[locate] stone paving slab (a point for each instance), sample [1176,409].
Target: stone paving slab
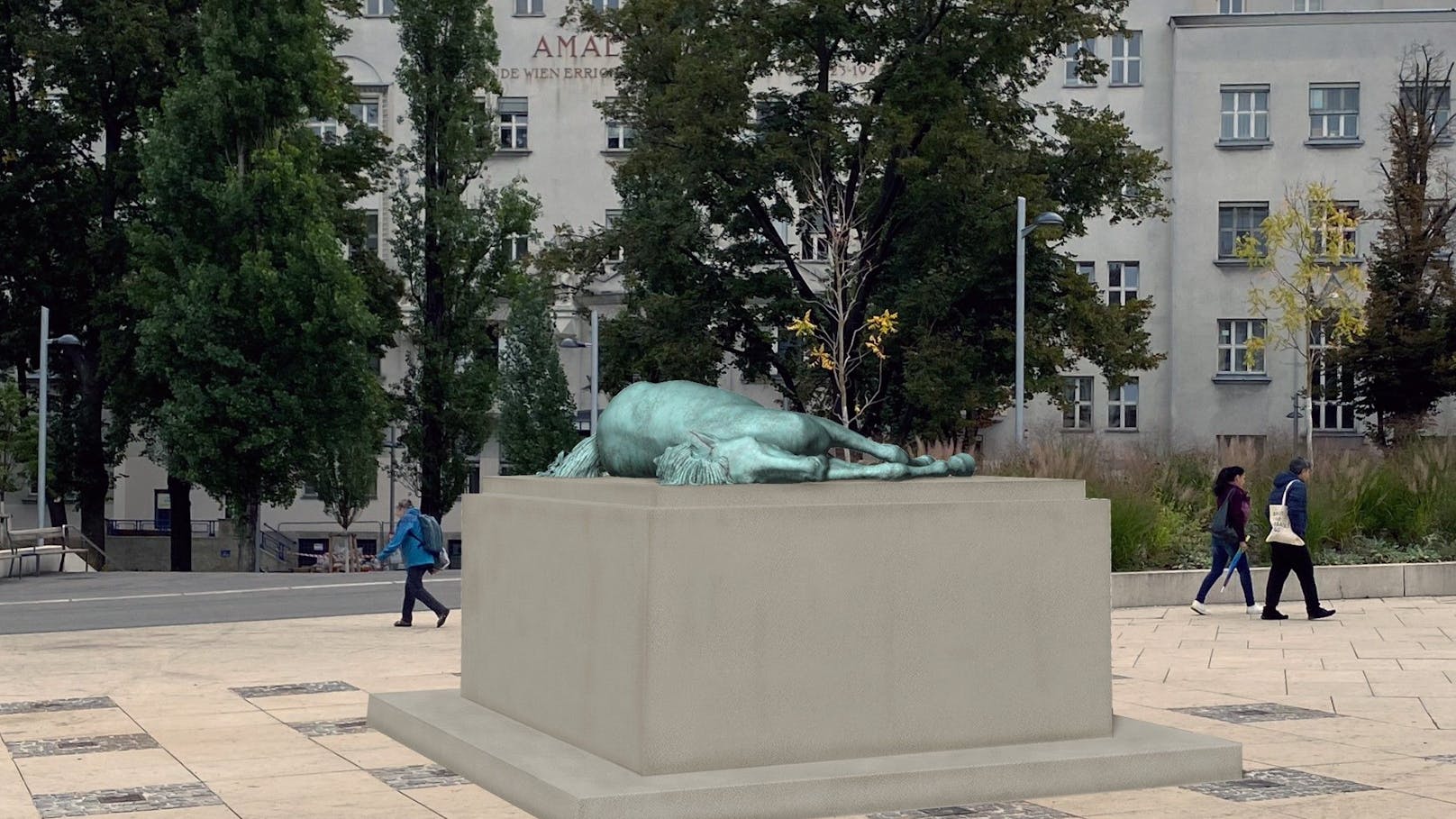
[124,800]
[996,809]
[1279,783]
[1254,713]
[290,688]
[23,748]
[332,727]
[418,777]
[44,705]
[1335,705]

- WRITTEN EXERCISE
Reproduce the lines above word for word, omitting the picture.

- RESPONSE FOR THIS EXERCISE
[locate] stone paving slab (a point for each instance), sample [1176,409].
Target: stone paving slab
[124,800]
[996,809]
[1279,783]
[1254,713]
[290,688]
[23,748]
[332,727]
[418,777]
[44,705]
[1335,705]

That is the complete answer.